**WHAT NEEDS TO BE DONE**
All lines from the one with "on the tree" through the final line of the records below must be written out exactly, with no other text.

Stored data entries
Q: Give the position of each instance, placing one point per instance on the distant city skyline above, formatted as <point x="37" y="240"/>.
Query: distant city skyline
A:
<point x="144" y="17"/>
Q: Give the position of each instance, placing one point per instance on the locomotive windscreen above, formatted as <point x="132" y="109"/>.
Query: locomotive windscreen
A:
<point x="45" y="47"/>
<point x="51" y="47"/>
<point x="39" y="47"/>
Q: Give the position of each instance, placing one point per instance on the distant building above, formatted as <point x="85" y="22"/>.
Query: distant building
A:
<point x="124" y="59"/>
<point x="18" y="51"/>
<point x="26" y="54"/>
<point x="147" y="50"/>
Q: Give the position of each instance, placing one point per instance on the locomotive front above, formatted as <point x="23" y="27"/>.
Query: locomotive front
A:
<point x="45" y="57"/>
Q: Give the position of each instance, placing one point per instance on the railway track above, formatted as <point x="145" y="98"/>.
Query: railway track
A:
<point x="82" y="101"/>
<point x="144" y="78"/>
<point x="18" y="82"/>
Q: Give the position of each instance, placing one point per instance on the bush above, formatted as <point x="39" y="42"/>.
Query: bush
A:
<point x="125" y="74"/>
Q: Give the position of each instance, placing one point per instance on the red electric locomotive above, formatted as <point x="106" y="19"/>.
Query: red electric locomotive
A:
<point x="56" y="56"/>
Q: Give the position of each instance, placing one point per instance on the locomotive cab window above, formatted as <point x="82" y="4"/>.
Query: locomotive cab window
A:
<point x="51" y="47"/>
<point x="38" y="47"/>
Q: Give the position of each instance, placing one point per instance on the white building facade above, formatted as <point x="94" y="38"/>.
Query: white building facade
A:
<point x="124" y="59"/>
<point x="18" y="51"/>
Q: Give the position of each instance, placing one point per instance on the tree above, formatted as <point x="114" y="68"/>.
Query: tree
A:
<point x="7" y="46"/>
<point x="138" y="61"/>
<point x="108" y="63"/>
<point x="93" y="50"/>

**OUTPUT**
Q: Give the position of each instance, placing one point per instance on the tree above, formatted as <point x="114" y="68"/>.
Query: tree
A:
<point x="7" y="46"/>
<point x="138" y="61"/>
<point x="108" y="63"/>
<point x="93" y="50"/>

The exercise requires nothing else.